#### [Data for review]
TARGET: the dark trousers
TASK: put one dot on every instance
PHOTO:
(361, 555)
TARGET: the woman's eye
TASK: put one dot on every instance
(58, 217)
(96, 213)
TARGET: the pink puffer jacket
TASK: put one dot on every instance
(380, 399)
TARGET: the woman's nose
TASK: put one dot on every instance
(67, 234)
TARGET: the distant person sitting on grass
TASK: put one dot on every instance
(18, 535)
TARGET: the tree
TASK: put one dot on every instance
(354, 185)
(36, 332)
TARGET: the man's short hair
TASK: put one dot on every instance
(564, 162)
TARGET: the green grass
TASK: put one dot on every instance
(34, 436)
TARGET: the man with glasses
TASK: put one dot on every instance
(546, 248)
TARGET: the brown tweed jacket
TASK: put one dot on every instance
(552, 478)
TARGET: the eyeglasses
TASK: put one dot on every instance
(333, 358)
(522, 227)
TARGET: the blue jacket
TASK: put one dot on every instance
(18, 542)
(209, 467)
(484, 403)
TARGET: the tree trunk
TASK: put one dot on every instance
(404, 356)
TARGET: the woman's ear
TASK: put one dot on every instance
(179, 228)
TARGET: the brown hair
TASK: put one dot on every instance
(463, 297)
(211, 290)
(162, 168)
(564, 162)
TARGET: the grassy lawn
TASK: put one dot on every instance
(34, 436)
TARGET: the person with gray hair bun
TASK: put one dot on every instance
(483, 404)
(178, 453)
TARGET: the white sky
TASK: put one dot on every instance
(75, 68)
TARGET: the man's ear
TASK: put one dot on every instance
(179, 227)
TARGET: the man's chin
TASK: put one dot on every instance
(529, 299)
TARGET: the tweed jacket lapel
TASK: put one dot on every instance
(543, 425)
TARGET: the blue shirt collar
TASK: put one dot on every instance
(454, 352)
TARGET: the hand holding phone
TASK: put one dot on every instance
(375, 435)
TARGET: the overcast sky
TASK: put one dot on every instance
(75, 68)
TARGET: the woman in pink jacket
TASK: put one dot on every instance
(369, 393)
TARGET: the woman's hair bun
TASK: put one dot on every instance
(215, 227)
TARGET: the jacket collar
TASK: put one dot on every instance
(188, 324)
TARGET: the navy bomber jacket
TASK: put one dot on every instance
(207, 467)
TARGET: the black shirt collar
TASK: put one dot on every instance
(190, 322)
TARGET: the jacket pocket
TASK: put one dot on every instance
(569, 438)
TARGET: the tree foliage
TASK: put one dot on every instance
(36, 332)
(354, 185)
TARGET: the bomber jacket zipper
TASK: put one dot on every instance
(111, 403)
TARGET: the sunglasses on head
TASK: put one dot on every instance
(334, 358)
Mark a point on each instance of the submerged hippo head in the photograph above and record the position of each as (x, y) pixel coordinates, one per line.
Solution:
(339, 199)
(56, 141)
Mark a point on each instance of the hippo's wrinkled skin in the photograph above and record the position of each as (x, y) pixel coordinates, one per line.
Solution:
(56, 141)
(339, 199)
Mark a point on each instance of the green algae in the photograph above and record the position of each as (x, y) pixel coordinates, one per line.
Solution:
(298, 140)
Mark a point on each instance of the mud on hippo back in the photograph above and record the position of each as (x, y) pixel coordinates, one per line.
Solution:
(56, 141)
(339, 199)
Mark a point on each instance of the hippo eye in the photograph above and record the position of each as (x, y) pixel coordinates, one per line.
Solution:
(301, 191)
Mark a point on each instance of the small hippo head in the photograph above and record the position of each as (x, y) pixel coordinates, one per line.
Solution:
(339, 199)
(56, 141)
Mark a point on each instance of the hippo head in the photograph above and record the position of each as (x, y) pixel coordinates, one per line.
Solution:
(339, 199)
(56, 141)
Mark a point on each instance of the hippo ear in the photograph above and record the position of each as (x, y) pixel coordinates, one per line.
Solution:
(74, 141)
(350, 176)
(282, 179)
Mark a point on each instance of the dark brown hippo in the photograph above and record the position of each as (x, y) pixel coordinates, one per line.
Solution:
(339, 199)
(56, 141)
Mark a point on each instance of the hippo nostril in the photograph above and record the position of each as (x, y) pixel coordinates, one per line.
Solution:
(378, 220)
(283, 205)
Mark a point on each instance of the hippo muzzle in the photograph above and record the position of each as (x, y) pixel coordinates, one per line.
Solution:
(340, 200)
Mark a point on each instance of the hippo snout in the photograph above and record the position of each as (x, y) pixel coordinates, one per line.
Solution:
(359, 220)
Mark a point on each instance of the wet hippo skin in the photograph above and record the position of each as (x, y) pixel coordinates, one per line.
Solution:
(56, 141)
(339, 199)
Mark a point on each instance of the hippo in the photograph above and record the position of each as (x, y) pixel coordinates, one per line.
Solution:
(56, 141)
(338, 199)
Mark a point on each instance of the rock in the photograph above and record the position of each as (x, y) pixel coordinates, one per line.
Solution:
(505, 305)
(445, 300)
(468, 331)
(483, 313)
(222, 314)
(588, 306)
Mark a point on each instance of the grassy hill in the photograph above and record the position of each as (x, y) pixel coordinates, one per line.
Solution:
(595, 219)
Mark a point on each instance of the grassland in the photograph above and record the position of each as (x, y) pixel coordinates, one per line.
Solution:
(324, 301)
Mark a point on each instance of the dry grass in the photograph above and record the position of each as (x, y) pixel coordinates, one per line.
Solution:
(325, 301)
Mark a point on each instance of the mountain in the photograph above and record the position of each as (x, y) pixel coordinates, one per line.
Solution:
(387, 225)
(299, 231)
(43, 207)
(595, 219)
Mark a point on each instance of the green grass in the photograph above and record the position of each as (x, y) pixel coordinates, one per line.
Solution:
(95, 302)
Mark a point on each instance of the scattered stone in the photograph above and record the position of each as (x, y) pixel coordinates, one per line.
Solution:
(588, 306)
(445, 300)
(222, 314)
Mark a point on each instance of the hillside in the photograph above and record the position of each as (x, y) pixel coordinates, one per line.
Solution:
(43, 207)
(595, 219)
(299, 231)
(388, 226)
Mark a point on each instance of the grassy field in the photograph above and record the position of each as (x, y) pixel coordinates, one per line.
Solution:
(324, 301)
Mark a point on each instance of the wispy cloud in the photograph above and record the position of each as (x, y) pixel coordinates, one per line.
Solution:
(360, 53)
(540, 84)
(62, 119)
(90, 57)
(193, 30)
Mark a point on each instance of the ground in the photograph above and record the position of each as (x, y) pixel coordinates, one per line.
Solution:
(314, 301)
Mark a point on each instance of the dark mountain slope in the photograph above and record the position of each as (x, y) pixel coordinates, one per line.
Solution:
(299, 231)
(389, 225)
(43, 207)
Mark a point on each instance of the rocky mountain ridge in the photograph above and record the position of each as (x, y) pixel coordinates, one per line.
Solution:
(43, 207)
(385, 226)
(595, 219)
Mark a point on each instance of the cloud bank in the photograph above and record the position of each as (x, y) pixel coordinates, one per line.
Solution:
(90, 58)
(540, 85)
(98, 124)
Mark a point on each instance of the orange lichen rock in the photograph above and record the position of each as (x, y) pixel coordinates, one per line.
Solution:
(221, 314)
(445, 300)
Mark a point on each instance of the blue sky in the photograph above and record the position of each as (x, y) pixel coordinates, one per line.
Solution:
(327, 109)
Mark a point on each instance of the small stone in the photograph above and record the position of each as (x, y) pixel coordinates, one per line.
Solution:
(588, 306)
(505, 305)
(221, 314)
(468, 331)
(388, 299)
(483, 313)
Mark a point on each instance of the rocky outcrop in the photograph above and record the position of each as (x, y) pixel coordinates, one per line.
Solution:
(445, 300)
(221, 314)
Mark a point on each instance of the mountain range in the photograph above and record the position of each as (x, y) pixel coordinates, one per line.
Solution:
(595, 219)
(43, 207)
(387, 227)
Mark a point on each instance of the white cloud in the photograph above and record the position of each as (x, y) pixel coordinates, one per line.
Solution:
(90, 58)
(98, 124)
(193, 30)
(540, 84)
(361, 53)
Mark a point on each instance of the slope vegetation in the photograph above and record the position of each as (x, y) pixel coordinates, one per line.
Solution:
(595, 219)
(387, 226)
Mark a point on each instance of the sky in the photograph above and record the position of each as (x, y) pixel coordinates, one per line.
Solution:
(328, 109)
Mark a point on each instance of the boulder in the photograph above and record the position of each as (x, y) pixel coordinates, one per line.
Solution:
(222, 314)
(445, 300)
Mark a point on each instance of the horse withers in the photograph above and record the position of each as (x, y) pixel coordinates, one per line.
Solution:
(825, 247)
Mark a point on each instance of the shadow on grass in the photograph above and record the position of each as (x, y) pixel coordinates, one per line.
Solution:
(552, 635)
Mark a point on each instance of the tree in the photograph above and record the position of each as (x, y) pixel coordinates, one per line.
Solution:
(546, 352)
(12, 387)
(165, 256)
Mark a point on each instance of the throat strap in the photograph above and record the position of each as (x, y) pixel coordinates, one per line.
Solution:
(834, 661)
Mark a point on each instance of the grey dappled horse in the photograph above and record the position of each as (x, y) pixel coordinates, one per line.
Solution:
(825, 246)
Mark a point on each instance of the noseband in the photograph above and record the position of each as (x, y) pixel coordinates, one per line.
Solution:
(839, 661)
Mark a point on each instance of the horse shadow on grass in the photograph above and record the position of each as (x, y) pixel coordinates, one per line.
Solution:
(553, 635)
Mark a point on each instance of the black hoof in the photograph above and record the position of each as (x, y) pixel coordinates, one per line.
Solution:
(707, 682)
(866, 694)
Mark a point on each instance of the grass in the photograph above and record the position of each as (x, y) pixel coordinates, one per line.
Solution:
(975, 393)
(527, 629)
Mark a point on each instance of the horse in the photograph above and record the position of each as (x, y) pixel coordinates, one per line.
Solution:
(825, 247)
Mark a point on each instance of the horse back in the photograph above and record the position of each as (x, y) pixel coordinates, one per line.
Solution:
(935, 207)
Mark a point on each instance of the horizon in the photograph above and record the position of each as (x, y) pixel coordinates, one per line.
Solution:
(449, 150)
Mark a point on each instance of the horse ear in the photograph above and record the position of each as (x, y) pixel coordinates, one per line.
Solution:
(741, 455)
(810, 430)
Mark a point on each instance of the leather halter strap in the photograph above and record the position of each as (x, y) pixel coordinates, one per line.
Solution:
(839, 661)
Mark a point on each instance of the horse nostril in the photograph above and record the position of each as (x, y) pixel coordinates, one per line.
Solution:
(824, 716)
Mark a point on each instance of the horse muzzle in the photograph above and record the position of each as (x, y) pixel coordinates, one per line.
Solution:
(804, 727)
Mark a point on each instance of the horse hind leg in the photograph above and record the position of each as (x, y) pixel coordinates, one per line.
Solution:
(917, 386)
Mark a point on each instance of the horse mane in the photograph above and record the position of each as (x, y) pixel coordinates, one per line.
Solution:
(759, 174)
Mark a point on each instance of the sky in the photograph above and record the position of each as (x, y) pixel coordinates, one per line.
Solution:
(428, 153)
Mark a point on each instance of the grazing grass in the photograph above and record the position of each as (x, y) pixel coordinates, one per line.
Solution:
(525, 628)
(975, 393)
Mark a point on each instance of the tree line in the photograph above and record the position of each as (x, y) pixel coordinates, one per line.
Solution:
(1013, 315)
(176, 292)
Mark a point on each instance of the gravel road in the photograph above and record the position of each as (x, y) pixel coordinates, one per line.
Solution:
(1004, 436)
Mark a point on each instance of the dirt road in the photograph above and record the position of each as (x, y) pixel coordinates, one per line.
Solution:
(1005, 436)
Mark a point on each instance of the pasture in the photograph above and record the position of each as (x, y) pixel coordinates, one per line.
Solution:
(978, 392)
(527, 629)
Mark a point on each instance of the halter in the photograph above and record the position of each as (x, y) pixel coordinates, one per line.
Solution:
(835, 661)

#### [Task details]
For this exercise, copy each line from the listing above that has the word "collar".

#### [Result]
TARGET: the blue shirt collar
TARGET: the jacket collar
TARGET: the black shirt collar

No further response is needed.